§ **What needs to be done**
Reproduce word for word everything from "Grinspoon’s addiction and" down to "a prescription pad." in the text below about Peter Grinspoon's addiction memoir.

§ **Given text**
►
On a frigid February afternoon in 2005, Dr. Peter Grinspoon — a Harvard-trained medical doctor with a thriving practice — walked into his office to find a DEA agent and a Massachusetts state police officer waiting for him. Thanks to a tip from a sharp-eyed pharmacist, the officers had evidence Grinspoon had been writing Vicodin prescriptions for his own use in the name of a former nanny who had long since returned to New Zealand. They informed Grinspoon he would be charged with three felony counts of fraudulently obtaining a controlled substance. After years of writing bad prescriptions, sharing pills with patients, and raiding supply closets, Grinspoon had been caught, and his addiction exposed. The following morning, Grinspoon drove to police headquarters where he was booked and fingerprinted. How did a respected doctor who seemed to have it all — a successful practice, adoring patients, top academic credentials, two great children and a lovely wife — end up here?
In his insightful, honest, and darkly hilarious memoir Free Refills: A Doctor Confronts His Addiction Grinspoon shares his personal journey to addiction, from smoking marijuana at age 12 to discovering prescription drugs as a medical student. By the time he was a practicing physician, Grinspoon was a full-blown addict. For years it was almost easy to feed and hide his addiction, but once he was found out, Grinspoon faced horrendous consequences: he was stripped of his medical license, suspended from his teaching position, and faced a two-year probation sentence, along with weekly drug tests, and a three month stay at an out-of-state rehab center filled with fellow doctor addicts, all while his marriage plummeted toward divorce. Free Refills is ultimately a story of redemption and Grinspoon shares how, despite his struggles and setbacks, he achieved sobriety and reclaimed his life. Today, he is proudly nine years clean.
Grinspoon’s addiction and recovery story is singular, but his experience being both a doctor and an addict is not. The Journal of Addiction Medicine in 2013 revealed that 69% of doctors abused prescription medicine “to relieve stress and physical or emotional pain.” Free Refills illustrates how easy it is to fuel a drug addiction when you have access to supply closets, drug samples, and a prescription pad.
◄
§ **Available data**
►
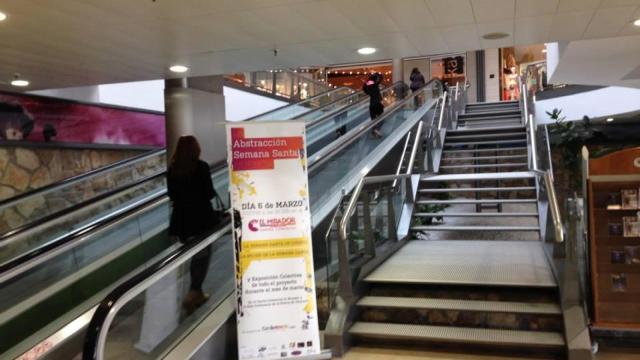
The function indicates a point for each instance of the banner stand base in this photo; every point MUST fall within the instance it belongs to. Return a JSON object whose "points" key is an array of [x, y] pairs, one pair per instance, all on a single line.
{"points": [[324, 354]]}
◄
§ **Exercise answer**
Grinspoon’s addiction and recovery story is singular, but his experience being both a doctor and an addict is not. The Journal of Addiction Medicine in 2013 revealed that 69% of doctors abused prescription medicine “to relieve stress and physical or emotional pain.” Free Refills illustrates how easy it is to fuel a drug addiction when you have access to supply closets, drug samples, and a prescription pad.